WORK ITEM | Line by line, restate the listing below without any change.

══ THE INPUT

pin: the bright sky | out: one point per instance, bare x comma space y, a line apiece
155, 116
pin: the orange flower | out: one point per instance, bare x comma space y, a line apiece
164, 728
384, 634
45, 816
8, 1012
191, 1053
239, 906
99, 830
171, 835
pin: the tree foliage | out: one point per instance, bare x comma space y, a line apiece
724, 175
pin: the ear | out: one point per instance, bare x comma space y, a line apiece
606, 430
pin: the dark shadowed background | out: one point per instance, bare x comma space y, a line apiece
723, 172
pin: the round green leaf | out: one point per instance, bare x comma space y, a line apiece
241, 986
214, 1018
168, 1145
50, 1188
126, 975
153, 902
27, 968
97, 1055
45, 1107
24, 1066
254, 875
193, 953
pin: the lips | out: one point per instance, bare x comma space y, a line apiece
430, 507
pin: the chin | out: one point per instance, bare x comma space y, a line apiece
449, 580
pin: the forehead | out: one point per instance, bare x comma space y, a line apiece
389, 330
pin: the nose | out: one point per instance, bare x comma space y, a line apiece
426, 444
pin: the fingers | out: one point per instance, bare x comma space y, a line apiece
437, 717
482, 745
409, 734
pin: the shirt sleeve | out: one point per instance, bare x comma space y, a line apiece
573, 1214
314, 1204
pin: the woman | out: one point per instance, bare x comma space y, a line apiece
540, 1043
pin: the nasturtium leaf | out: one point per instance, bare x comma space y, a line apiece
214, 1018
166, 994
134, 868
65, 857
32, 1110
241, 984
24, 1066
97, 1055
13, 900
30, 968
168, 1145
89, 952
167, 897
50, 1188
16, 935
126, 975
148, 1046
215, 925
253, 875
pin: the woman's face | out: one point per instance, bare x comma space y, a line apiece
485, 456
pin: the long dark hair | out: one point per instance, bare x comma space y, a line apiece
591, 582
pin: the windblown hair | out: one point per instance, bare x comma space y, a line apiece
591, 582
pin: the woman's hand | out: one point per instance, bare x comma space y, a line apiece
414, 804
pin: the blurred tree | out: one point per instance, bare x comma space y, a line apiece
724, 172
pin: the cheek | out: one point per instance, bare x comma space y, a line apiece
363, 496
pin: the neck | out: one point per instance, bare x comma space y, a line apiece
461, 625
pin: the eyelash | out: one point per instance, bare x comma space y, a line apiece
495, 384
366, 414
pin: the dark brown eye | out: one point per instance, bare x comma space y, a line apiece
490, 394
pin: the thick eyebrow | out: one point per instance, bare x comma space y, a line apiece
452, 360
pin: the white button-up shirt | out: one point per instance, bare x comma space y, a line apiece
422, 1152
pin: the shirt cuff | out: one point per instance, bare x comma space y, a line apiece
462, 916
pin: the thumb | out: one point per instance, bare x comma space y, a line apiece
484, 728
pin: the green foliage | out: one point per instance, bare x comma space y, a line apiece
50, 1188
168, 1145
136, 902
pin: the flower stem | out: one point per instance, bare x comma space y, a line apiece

════

EXERCISE SOLUTION |
pin: the bright sky | out: one point per instance, bare x comma space y, a line apiece
155, 116
pin: the orange flower | out: one point per instance, bare x comma space y, a line apiece
164, 728
384, 634
45, 816
8, 1012
191, 1053
239, 906
99, 830
171, 835
pin: the tree foliage | out: one point per instance, bare x comma space y, a line apiece
724, 175
pin: the ear | out: one point per instance, bare x comma space y, a line apiece
606, 430
pin: the dark shadowed background | out: one point per instance, bare x comma space y, a line apiece
723, 172
pin: the round green leaf | out: one point per instance, bare x comma space y, a line apiece
241, 986
214, 1018
168, 1145
50, 1188
126, 975
153, 902
27, 968
97, 1055
45, 1107
24, 1066
254, 875
193, 953
pin: the lips | out: one point per instance, bare x comma space y, a line apiece
430, 507
pin: the chin | out: one point per instance, bare x comma space y, a line apiece
449, 580
pin: the forehead | out: one point per instance, bare x comma space y, a line apiece
389, 330
pin: the nose | out: one point per instance, bare x comma space y, a line apiece
426, 444
pin: the fingers | out: one point per instance, bare x comma space y, a line apiece
437, 717
482, 745
409, 734
pin: the shirt sleeve | out: one point per instance, bare x comma space y, a line apiece
573, 1214
314, 1204
pin: the woman | out: one point per instance, bare x comma space y, a line apiece
540, 1043
pin: the nasturtium leaf | out: one point per instance, bare x comma space y, a line apiece
214, 1018
166, 994
134, 868
65, 857
32, 1110
241, 984
24, 1066
97, 1055
13, 900
30, 968
168, 1145
89, 952
167, 897
50, 1188
16, 935
126, 975
148, 1046
215, 925
253, 875
pin: the woman's face | out: one point per instance, bare x comma space y, a line apiece
485, 456
pin: the long dark hair | out: one point per instance, bare x comma space y, a line apiece
591, 582
pin: the windblown hair | out: one point per instance, bare x comma space y, a line apiece
591, 582
pin: the woman's hand | out: one point per instance, bare x comma space y, a line apiece
414, 804
pin: the blurred tree | out: one point per instance, bare x comma space y, a line apiece
724, 172
pin: the cheek | out: one point per instance, bare x comma space y, a line apiece
363, 496
pin: the neck | out: one point per instance, bare x comma space y, a line apiece
461, 625
pin: the eyelash | out: one point per instance, bare x comma space y, a line apiece
495, 384
366, 414
pin: the dark brown eye | out: one point per instance, bare x comma space y, a line apiece
490, 394
pin: the thick eyebrow | out: one point per instance, bare x comma space y, a line apiece
452, 360
pin: the white button-up shirt | out: one point per instance, bare x comma space y, a line apiece
422, 1152
pin: the shirt cuff | out: one point per instance, bare x comma space y, a line apiece
462, 916
pin: the thumb | out: one point per instance, bare x comma space y, a line apiece
484, 728
pin: the green foliage | out: one point per instance, bare x comma space y, a line apiece
50, 1188
168, 1145
136, 902
pin: the flower stem | out: one point per instance, bare x comma space y, a line apiece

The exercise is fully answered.